= Selected excerpt =
══════

This timeline contains the events of the communist rebellion of the year 2016.

Timeline

January 
 January 8 – A NPA rebel accompanied by his mother surrendered to the authorities in Zamboanga del Norte.
 January 20 – The 16th IB arrives in Tandag, Surigao del Sur for deployment against the NPA.
 January 26 – Three soldiers were killed in a gunfight between suspected NPA rebels and soldiers in Kalinga.
 January 30 – The NPA guerillas torched two bulldozers owned by Del Monte Philippines Inc. and a boom sprayer owned by Lapanday Pineapple Plantation Company; including a separate attack which targeted the spray truck of Dole Philippines Inc. in Malaybalay, Bukidnon.

February 
 February 3 – Two separate clashes between government troops and NPA rebels occurred in Pantukan, Compostela Valley resulting in 3 soldiers killed.

══════

Entries from a point annotation set

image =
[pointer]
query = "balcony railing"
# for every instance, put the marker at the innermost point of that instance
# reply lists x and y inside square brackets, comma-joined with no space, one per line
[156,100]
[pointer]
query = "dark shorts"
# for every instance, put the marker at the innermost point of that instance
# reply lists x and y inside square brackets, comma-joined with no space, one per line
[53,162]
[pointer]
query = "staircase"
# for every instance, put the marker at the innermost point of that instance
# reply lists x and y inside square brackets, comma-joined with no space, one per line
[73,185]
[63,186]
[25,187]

══════

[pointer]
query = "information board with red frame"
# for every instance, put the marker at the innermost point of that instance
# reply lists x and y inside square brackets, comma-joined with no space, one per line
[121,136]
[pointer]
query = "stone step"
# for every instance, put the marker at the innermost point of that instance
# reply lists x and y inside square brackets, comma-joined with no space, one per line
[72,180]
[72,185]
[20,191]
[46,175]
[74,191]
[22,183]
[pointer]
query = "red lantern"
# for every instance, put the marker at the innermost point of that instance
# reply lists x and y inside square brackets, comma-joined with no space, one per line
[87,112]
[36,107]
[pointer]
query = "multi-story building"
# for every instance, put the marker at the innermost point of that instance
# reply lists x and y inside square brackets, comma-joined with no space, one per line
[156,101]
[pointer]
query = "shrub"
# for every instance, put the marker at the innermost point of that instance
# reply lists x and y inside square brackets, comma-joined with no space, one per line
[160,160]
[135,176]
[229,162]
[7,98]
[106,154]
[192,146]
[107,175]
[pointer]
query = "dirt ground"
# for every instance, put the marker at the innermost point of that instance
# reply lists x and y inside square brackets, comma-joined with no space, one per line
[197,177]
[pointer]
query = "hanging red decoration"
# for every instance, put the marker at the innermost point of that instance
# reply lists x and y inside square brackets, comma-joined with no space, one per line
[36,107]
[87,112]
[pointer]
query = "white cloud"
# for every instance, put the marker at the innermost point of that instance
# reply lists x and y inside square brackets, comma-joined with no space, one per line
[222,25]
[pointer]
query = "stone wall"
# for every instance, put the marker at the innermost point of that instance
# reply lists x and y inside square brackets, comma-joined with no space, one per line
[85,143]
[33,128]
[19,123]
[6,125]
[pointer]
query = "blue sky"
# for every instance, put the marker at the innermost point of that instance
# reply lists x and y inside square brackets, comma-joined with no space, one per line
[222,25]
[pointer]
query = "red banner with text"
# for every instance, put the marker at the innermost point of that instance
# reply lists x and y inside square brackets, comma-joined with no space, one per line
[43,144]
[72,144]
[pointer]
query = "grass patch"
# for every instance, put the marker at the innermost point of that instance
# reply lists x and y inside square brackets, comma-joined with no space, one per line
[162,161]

══════

= To be done =
In the 2016 rebellion timeline, how many soldiers were killed in the January 26 gunfight in Kalinga? This listing was taken from a source unrelated to the 2016 rebellion timeline.

= Answer in full =
Three soldiers were killed.